Task to carry out ▸
Edit the listing from the line with "For each instance of the blurred" through the end, replacing "helmet air vent" with "helmet ventilation hole" and leaving everything else unchanged.

Record list ▸
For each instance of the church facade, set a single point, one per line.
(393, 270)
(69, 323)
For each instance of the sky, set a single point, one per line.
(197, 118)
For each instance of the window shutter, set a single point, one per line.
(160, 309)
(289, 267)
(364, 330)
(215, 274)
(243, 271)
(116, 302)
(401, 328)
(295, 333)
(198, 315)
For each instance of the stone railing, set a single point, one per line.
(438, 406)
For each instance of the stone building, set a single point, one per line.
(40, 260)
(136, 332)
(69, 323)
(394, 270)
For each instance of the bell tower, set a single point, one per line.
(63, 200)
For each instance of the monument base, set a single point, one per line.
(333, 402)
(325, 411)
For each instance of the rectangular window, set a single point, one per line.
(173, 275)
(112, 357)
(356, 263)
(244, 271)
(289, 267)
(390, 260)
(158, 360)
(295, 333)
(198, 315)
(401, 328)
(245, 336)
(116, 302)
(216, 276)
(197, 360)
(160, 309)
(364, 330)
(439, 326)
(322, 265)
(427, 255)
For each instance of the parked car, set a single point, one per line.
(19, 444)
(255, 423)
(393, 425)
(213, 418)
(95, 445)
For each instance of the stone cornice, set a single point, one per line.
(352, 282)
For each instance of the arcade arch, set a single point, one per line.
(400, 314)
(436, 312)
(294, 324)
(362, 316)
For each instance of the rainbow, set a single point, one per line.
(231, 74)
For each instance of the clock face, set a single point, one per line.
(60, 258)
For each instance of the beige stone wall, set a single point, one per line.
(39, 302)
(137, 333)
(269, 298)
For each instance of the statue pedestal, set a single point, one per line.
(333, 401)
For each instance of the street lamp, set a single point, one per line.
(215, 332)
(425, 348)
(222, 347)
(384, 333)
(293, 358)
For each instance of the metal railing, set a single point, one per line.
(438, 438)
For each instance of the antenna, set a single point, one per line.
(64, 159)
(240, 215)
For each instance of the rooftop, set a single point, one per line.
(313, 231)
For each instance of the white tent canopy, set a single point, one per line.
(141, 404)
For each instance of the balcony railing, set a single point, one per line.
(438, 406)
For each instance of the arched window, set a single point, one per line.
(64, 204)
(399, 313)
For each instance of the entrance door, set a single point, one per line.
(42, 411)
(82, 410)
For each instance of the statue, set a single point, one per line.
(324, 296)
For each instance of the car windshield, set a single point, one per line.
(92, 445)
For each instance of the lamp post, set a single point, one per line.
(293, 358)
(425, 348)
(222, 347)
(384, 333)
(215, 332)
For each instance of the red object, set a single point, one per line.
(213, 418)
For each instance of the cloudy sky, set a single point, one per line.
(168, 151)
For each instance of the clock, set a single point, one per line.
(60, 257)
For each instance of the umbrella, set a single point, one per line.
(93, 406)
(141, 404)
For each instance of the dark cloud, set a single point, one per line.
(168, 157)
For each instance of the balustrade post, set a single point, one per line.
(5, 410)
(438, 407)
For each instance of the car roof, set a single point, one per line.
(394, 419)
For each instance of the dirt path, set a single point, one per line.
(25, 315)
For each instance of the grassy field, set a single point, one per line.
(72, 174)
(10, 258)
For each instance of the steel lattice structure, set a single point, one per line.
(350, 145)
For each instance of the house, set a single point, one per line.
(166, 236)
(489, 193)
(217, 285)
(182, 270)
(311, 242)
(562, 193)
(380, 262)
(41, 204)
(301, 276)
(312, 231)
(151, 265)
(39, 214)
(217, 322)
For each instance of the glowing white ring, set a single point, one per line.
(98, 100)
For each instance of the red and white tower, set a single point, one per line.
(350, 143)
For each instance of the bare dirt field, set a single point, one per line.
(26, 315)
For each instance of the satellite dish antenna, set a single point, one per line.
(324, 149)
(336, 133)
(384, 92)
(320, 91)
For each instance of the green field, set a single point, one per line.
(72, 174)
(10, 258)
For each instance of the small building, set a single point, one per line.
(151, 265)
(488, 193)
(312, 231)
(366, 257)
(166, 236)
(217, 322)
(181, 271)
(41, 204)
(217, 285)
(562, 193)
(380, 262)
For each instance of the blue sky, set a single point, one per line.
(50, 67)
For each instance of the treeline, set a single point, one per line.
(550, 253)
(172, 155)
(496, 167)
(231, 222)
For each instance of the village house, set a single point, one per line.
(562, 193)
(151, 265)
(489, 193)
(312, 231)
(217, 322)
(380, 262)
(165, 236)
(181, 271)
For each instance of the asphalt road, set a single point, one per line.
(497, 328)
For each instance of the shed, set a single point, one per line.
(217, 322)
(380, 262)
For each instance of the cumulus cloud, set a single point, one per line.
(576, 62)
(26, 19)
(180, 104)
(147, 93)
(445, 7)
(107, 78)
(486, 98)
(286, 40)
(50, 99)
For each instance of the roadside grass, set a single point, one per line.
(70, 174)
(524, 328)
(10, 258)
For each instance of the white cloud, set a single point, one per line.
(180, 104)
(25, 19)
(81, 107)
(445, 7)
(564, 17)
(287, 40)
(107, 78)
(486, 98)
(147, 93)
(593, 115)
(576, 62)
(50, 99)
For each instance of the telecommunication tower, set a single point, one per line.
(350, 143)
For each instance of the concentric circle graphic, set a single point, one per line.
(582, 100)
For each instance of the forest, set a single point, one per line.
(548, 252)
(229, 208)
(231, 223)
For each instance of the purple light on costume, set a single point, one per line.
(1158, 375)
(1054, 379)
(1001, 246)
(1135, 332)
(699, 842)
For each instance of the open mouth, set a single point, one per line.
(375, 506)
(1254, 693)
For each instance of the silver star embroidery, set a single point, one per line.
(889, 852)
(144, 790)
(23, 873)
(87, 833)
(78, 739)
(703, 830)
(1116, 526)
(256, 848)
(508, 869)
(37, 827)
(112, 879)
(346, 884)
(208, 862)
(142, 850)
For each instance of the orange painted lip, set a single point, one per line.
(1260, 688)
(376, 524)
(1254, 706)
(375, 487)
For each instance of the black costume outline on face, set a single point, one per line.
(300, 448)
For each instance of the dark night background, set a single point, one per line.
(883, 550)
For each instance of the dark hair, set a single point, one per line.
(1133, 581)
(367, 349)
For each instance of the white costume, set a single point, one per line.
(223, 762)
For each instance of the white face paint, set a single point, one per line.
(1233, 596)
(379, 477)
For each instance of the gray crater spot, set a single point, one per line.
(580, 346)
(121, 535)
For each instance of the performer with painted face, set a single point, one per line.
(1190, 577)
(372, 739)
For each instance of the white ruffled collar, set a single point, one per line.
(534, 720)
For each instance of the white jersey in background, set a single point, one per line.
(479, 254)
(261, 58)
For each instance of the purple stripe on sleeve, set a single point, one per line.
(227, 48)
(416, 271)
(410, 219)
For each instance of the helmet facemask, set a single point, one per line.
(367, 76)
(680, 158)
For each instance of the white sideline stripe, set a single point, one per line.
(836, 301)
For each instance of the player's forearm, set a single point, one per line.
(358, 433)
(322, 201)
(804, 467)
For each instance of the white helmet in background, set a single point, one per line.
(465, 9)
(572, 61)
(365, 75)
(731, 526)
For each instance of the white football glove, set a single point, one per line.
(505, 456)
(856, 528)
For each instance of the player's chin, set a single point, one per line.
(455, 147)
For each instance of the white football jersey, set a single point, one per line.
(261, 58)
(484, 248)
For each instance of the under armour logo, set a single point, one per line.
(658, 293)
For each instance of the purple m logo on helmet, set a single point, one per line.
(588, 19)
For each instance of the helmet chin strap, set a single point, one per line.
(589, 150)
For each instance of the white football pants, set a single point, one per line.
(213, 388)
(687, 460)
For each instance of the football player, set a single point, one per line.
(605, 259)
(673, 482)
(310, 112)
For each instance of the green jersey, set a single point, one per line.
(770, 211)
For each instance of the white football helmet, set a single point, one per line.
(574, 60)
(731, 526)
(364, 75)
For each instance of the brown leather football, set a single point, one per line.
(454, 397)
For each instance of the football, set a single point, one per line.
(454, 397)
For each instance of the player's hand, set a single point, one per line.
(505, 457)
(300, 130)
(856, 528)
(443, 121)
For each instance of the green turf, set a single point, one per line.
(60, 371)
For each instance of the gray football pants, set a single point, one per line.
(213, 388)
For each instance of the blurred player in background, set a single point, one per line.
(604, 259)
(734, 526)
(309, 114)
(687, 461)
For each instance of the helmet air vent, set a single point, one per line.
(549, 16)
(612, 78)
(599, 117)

Exercise result ▸
For each instance of the blurred player in background, set a single point, one per line.
(604, 259)
(734, 526)
(309, 114)
(687, 461)
For each instance of the helmet ventilation hole, set a single point, one per line.
(549, 16)
(612, 78)
(599, 117)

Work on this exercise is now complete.